:: Selected text ::
□ □ □ □ □ □ □

Bug 858197

Summary: It's not possible to change loglevels at runtime for TOTEM subsystem
Product: [Fedora] Fedora Reporter: Jan Friesse <jfriesse>
Component: libqbAssignee: Angus Salkeld <asalkeld>
Status: CLOSED CURRENTRELEASE QA Contact: Fedora Extras Quality Assurance <extras-qa>
Severity: high Docs Contact:
Priority: high    
Version: rawhideCC: abeekhof, asalkeld, dvossel, fdinitto, sdake
Target Milestone: ---   
Target Release: ---   
Hardware: Unspecified   
OS: Unspecified   
Whiteboard:
Fixed In Version: Doc Type: Bug Fix
Doc Text:
Story Points: ---
Clone Of: Environment:
Last Closed: 2012-11-16 07:39:46 UTC Type: Bug
Regression: --- Mount Type: ---
Documentation: --- CRM:
Verified Versions: Category: ---
oVirt Team: --- RHEL 7.3 requirements from Atomic Host:
Cloudforms Team: --- Target Upstream Version:
Embargoed:

Description Jan Friesse 2012-09-18 09:59:51 UTC
Description of problem:
See "steps to reproduce"

Version-Release number of selected component (if applicable):
git master (both corosync and libqb)

How reproducible:
99.7%

Steps to Reproduce:
1. set debug:off in corosync.conf
2. corosync -f
3. corosync-cmapctl -s logging.debug str on
4. start corosync -f on other node


Actual results:

NO debugging information (messages in debug level) on stderr nor syslog from TOTEM subsystem. Other subsystems (like cpg, libqb, ...) seems to handle change.


Expected results:
It's possible to change loglevel for TOTEM.

Additional info:
It can (of course) be bug in corosync, but filling to libqb, because after 10+ hours, I was unable to find out, HOW libqb log works).

Comment 1 Fabio Massimo Di Nitto 2012-09-19 12:04:22 UTC
using both libqb and corosync master branch from git as of today.

□ □ □ □ □ □ □

:: Data entries ::
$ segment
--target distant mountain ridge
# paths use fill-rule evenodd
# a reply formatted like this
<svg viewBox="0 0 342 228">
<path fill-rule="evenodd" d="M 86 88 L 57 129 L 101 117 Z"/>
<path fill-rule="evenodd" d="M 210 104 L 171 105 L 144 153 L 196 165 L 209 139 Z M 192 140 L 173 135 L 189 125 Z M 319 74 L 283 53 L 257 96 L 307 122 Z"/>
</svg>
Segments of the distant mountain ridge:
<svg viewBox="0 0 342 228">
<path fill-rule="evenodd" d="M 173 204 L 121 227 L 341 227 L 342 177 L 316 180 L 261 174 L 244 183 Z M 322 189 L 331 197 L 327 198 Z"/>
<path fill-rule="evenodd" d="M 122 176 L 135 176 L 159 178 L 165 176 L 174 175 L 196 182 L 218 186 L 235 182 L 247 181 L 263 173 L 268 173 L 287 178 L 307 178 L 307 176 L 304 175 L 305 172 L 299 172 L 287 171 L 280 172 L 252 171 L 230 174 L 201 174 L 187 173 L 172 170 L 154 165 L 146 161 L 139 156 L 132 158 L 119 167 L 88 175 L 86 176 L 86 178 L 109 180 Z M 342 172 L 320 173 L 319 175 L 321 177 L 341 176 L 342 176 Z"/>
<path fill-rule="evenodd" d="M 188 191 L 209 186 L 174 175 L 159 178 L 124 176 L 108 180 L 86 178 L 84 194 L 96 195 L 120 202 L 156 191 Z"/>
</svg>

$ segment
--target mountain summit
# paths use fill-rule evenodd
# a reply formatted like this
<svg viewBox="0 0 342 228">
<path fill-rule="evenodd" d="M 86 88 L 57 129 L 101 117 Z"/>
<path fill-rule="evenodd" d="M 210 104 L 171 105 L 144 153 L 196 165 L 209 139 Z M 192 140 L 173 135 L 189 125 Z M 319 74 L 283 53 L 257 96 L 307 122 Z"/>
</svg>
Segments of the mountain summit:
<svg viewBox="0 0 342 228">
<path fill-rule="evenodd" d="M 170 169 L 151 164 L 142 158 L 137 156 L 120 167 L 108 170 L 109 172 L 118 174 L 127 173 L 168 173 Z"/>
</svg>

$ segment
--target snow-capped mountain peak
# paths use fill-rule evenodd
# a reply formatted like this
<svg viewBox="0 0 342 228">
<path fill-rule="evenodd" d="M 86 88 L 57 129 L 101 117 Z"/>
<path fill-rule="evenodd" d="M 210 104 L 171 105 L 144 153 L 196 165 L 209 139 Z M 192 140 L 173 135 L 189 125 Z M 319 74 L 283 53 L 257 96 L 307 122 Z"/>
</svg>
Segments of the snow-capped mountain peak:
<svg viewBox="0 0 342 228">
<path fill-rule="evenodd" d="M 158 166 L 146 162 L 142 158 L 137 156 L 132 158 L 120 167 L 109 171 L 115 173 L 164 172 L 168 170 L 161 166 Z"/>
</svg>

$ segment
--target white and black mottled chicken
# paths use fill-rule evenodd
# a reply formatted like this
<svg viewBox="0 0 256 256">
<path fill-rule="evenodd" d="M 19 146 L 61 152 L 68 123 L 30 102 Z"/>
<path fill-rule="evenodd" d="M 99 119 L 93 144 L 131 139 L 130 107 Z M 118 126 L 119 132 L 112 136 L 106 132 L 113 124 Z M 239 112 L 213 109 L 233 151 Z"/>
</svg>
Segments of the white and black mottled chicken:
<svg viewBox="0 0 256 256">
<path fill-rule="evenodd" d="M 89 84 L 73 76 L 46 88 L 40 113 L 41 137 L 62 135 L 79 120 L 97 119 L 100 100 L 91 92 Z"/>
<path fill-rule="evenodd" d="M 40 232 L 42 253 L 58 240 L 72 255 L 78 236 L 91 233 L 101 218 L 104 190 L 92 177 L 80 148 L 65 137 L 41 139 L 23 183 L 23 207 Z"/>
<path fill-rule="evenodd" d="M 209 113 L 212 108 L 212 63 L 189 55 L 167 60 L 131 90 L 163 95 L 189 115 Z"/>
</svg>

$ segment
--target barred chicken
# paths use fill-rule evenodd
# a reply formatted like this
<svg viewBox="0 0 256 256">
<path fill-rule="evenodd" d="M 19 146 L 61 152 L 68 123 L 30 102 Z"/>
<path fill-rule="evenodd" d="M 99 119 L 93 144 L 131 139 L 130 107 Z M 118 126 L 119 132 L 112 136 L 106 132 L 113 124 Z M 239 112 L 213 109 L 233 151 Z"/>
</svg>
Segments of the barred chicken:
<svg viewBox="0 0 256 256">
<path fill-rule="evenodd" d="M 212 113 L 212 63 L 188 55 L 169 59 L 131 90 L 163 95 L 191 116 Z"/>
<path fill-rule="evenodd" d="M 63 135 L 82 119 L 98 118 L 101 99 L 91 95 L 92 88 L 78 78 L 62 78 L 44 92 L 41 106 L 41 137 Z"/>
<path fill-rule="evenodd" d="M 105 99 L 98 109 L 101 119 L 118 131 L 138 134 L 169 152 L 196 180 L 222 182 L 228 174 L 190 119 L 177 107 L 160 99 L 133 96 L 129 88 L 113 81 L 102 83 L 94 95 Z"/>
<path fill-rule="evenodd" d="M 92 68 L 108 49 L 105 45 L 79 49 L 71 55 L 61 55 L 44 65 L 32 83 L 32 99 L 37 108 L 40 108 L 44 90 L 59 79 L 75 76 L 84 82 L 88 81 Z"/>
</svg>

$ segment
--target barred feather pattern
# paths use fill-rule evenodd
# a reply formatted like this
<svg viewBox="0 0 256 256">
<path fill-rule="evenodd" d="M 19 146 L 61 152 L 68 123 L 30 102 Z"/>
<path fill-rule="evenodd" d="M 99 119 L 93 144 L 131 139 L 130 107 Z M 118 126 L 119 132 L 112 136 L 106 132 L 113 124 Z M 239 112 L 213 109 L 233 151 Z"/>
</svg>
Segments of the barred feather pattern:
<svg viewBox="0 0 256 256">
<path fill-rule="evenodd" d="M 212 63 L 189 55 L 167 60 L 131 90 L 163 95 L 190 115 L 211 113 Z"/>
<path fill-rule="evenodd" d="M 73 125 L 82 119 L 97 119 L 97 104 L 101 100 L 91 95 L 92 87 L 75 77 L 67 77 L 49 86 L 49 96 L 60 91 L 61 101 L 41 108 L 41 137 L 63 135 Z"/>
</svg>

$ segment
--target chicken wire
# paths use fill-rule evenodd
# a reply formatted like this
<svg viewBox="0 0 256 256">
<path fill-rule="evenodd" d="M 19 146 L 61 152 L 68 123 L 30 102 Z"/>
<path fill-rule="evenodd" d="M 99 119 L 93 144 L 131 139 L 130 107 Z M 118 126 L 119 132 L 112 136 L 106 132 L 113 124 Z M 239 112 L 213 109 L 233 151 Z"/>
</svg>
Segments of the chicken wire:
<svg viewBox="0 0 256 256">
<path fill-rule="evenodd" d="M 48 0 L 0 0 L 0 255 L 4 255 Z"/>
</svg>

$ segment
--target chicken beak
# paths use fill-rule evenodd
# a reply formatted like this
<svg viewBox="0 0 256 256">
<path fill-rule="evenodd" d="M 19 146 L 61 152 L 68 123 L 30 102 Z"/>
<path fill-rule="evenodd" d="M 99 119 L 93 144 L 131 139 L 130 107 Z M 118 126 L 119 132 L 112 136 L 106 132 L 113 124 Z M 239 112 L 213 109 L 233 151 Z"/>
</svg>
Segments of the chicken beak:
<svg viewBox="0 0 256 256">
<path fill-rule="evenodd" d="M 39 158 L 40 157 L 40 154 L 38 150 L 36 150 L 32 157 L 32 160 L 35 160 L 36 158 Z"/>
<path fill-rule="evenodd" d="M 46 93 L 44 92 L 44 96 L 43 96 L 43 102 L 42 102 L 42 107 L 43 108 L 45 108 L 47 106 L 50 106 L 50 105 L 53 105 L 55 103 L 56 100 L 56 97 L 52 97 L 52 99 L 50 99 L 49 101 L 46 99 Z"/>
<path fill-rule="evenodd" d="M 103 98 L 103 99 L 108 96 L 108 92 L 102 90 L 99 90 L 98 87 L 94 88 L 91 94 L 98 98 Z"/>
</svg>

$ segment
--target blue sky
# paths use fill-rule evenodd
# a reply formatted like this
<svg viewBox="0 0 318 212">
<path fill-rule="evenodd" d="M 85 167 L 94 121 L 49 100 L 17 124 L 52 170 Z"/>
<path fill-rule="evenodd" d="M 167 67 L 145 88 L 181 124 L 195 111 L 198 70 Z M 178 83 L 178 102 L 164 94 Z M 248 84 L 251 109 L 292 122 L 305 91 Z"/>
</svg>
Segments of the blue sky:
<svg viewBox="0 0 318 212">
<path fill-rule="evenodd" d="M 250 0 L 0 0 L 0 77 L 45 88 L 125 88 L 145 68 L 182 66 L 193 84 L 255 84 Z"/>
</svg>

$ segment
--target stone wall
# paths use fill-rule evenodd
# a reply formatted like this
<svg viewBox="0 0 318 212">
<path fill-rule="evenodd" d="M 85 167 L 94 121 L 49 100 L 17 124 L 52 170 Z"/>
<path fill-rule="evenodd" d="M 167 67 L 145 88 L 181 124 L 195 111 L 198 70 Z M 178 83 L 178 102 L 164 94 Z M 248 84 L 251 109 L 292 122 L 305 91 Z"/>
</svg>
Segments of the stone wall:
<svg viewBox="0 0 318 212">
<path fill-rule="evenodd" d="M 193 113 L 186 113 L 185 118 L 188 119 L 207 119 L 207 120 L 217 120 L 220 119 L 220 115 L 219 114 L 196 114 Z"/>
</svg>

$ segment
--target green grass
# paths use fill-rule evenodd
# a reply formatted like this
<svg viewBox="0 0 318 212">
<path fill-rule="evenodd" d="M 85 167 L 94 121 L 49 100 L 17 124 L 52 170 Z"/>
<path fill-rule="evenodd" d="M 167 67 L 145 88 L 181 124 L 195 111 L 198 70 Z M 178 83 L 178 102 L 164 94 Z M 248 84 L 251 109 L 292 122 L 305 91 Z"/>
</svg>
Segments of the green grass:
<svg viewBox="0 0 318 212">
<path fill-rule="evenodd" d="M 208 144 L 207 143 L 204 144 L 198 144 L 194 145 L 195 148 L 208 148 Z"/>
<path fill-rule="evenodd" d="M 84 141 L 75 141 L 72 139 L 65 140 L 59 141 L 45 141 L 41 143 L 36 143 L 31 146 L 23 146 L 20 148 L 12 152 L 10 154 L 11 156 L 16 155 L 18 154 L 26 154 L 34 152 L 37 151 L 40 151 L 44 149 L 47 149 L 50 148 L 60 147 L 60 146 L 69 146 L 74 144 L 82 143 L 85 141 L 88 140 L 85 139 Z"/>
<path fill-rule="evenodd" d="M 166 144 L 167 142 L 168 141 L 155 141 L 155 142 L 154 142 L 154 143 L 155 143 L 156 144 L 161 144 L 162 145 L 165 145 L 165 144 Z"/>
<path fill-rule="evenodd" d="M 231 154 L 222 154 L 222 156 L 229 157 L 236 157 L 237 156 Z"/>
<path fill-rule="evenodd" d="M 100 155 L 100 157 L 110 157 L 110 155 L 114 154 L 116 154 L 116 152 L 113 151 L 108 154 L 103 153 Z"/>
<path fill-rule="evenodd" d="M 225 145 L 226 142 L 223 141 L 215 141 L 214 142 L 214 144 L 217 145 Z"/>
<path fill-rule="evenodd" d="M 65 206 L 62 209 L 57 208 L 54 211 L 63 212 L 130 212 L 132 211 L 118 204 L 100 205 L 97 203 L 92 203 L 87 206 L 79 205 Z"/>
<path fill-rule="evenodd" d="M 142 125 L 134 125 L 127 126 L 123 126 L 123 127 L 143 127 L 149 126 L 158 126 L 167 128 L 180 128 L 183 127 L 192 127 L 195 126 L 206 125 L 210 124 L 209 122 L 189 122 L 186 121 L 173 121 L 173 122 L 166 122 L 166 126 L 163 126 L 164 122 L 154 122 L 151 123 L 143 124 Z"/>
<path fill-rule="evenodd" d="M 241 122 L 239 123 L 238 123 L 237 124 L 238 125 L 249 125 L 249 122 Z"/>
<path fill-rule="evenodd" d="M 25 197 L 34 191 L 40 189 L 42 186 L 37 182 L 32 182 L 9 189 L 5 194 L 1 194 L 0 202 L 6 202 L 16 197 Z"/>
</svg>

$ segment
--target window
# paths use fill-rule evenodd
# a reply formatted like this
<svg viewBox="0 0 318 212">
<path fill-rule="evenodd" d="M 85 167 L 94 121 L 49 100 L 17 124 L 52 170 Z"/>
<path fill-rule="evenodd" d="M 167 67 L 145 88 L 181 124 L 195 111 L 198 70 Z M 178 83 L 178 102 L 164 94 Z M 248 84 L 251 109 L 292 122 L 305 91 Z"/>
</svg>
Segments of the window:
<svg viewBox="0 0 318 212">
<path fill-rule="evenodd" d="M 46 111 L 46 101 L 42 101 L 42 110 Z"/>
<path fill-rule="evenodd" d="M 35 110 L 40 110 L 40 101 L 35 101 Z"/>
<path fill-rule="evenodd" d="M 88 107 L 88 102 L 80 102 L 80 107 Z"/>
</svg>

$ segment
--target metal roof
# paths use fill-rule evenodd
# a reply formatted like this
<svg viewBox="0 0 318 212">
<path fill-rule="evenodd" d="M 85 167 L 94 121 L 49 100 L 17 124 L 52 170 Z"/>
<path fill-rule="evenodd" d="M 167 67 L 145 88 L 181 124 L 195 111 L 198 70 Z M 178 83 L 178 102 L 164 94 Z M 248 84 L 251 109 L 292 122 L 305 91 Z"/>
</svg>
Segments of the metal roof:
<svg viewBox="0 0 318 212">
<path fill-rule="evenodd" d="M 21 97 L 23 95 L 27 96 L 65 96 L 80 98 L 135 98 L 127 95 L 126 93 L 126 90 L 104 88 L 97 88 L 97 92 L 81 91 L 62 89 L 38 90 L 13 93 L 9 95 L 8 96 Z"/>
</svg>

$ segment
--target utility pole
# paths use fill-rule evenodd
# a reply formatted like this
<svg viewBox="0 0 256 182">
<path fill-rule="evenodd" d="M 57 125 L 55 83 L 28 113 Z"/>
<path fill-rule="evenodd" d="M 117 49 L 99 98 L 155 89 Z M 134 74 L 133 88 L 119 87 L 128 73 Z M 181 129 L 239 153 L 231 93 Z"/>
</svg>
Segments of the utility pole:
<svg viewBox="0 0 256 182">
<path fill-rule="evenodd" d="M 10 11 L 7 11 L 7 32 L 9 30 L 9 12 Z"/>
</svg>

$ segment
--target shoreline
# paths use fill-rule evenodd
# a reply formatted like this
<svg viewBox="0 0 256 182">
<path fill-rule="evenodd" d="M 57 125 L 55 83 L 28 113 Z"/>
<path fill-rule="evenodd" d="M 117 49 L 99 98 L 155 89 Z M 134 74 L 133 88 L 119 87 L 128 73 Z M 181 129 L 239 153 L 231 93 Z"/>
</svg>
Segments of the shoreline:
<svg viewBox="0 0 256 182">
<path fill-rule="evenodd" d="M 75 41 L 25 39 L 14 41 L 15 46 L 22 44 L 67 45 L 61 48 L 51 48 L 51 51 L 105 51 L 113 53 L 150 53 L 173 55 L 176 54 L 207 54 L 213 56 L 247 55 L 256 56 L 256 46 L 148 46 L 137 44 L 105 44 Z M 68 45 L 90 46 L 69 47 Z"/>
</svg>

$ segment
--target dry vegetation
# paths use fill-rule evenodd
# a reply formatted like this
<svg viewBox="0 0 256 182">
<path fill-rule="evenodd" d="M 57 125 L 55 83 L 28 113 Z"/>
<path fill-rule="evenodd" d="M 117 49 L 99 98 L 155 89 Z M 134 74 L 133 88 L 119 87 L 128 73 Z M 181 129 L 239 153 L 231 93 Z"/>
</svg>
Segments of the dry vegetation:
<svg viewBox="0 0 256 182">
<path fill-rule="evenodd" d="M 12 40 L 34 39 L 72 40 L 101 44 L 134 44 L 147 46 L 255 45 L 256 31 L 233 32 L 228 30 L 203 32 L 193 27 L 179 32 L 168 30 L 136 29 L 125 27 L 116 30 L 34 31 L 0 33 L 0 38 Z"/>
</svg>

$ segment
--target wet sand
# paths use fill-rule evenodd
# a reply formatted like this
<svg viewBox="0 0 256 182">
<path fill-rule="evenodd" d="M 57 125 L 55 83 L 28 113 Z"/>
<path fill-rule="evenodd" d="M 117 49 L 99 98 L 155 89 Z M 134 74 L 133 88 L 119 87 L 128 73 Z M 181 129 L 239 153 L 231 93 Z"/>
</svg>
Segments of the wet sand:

□ □ □ □ □ □ □

:: Task details ::
Write out, word for word, the portion of the bug report from "NO debugging information" up to and including "libqb log works).".

:: Output for this task ::
NO debugging information (messages in debug level) on stderr nor syslog from TOTEM subsystem. Other subsystems (like cpg, libqb, ...) seems to handle change.


Expected results:
It's possible to change loglevel for TOTEM.

Additional info:
It can (of course) be bug in corosync, but filling to libqb, because after 10+ hours, I was unable to find out, HOW libqb log works).